- **DO THIS**
Revise the records below so that every occurrence of "sunlit grass" becomes "shaded grass", leaving everything else as it stands.

☆ ☆ ☆ ☆

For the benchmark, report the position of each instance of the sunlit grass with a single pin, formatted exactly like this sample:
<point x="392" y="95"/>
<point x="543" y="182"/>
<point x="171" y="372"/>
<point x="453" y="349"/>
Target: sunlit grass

☆ ☆ ☆ ☆

- **FINISHED TASK**
For the benchmark, report the position of each instance of the shaded grass with a single pin, formatted exactly like this sample:
<point x="392" y="95"/>
<point x="543" y="182"/>
<point x="171" y="372"/>
<point x="453" y="349"/>
Target: shaded grass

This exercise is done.